EXTRACT PROVIDED

Gordon Gilkey demonstrating a printmaking technique in 1951 |Credit: OSU Special Collections & Archives Research Center (SCARC) 

By Jessica Krueger, CLA Student Writer - November 14, 2025

Gordon Gilkey’s retirement, by his estimation, lasted only two weeks. 

It was the late 1970s and Gilkey was in his mid-sixties. A devoted art teacher and tireless college administrator, Gilkey had spent his last thirty years at Oregon State University—first as a professor and head of the art department, then as dean of the College of Liberal Arts from 1964 to 1977. 

It was Gilkey, in fact, who had led efforts to establish the CLA in the first place. When Oregon State hired Gilkey in 1947, it offered no degree programs in the humanities and fine arts. OSU’s focus was on agriculture and the “hard sciences.” Gilkey strongly believed in the value of a liberal arts education, and over the course of many years, convinced the university's administration of its importance. It is in part thanks to Gilkey that OSU offers such a diverse range of degree programs today.

DIRECTIONS
1. Decide whether each statement below agrees with the article about Gordon Gilkey, answering yes or no and quoting the words of the article that settle it: (a) Gilkey served as dean of the College of Liberal Arts from 1964 to 1977. (b) When Oregon State hired Gilkey in 1947, it already offered degree programs in the humanities. (c) By Gilkey's own estimate, his retirement lasted two months.
2. According to the article about Gordon Gilkey, what was Oregon State University's focus when it hired him?
3. Continue the article about Gordon Gilkey, beginning right after its final sentence.

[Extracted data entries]
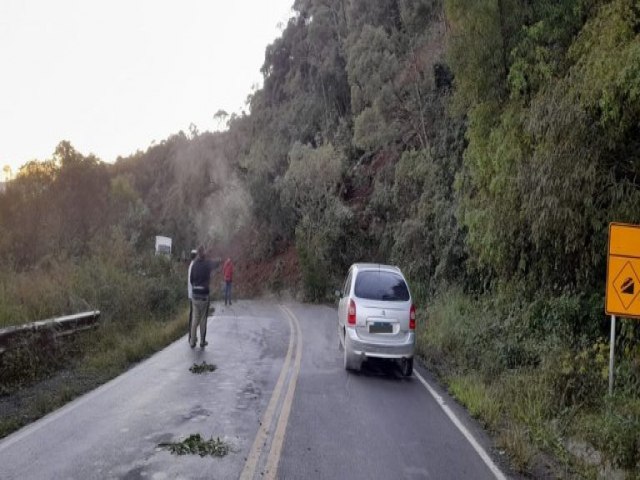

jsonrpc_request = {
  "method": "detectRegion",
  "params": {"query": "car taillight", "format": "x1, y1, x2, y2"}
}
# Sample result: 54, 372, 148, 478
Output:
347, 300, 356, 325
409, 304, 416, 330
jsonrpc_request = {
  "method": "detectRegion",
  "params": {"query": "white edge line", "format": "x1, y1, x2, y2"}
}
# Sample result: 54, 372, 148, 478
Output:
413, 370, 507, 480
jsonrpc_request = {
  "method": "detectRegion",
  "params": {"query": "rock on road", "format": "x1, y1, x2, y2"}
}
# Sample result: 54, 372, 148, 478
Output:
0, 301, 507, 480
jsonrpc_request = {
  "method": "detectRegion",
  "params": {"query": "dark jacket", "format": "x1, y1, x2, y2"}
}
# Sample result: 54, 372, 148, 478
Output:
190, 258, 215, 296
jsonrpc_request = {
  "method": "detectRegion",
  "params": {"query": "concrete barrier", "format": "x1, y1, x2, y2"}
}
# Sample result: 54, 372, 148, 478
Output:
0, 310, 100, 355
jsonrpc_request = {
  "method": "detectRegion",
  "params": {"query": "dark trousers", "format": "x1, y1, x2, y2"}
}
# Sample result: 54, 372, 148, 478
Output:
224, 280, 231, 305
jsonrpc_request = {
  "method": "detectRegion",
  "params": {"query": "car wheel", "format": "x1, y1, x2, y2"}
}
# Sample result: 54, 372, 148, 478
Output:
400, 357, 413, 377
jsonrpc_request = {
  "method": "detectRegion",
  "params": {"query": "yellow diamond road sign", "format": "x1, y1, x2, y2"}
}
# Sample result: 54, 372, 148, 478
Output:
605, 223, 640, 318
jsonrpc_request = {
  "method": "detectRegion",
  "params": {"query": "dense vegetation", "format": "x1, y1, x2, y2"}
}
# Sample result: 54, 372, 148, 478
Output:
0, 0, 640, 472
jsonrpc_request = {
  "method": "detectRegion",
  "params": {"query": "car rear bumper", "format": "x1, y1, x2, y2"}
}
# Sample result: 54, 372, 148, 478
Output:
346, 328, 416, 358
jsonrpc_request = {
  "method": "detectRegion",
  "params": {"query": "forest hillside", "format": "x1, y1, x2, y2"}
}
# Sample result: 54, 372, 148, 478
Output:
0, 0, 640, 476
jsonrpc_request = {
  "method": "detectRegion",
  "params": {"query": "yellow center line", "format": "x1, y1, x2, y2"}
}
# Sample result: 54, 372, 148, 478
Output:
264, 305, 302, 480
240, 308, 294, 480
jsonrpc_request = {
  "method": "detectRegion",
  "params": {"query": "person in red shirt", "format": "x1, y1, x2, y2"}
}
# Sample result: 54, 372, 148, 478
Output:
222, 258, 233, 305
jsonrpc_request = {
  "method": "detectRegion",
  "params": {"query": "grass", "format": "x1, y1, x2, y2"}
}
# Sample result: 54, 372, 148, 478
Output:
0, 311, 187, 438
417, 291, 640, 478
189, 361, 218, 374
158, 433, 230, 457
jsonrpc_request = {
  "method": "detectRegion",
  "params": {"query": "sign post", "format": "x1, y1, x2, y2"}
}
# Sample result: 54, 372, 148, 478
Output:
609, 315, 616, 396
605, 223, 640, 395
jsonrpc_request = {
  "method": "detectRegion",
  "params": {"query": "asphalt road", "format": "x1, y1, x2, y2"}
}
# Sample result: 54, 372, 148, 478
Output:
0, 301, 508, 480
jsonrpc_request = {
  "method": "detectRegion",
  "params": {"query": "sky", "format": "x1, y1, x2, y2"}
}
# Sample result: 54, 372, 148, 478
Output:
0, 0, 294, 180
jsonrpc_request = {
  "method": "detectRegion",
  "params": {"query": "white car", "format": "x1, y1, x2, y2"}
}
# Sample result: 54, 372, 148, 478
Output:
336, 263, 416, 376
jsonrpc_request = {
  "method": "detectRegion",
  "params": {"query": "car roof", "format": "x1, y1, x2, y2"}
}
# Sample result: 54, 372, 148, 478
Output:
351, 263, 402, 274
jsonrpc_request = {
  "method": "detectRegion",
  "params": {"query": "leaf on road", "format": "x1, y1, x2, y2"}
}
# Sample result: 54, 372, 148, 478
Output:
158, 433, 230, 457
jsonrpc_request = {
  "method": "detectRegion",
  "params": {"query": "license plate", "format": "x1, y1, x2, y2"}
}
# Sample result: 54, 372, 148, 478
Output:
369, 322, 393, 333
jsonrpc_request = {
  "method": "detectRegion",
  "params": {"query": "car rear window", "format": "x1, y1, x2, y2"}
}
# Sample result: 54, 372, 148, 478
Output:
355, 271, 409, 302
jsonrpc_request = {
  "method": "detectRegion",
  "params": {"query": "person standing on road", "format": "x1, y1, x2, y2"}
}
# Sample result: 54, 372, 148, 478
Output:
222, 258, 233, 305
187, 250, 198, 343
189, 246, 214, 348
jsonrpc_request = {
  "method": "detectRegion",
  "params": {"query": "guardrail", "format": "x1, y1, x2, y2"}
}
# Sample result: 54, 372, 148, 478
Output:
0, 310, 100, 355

TASK-BY-TASK ANSWERS
1.
(a) Yes: "then as dean of the College of Liberal Arts from 1964 to 1977."
(b) No: "it offered no degree programs in the humanities and fine arts."
(c) No: "Gordon Gilkey’s retirement, by his estimation, lasted only two weeks."

2. Its focus was on agriculture and the "hard sciences."

3.
Indeed, Gilkey had never been one to sit still—especially when art was involved. 

After graduating in 1936 from the University of Oregon with a Master of Fine Arts in printmaking, Gilkey was hired as the official artist for the 1939 New York World’s Fair. Over a two-year period, Gilkey worked diligently to etch sixty or so plates. Each was unique and  captured some aspect of the fair’s construction, exhibitions, or grand visions for the future. 

Because multiples are made of each original print etching, Gilkey believed that printmaking was a more democratic medium than other fine arts. 

In post-World War II Europe, Gilkey worked alongside the “Monuments Men” as he led efforts to gather and preserve German war art. In his spare time, he taught Holocaust survivors and prisoners of war how to draw.

In 1965, Gilkey organized support for the National Endowment for the Humanities and the National Endowment for the Arts. Recognizing that the state of Oregon would need its own agency to receive funds from the endowments, Gilkey later helped to establish the Oregon Arts Commission. Today, OSU’s Valley Library features artwork which the commission helped to  select and acquire through its Oregon’s Percent for Art in Public Places program. 

By the time Gilkey left OSU in 1978, he had accumulated an enormous collection of art. An experienced printmaker himself, much of the art was Gilkey’s own work. But most of the pieces had been gathered over years of travel and through exchanges with friends, students, and other artists.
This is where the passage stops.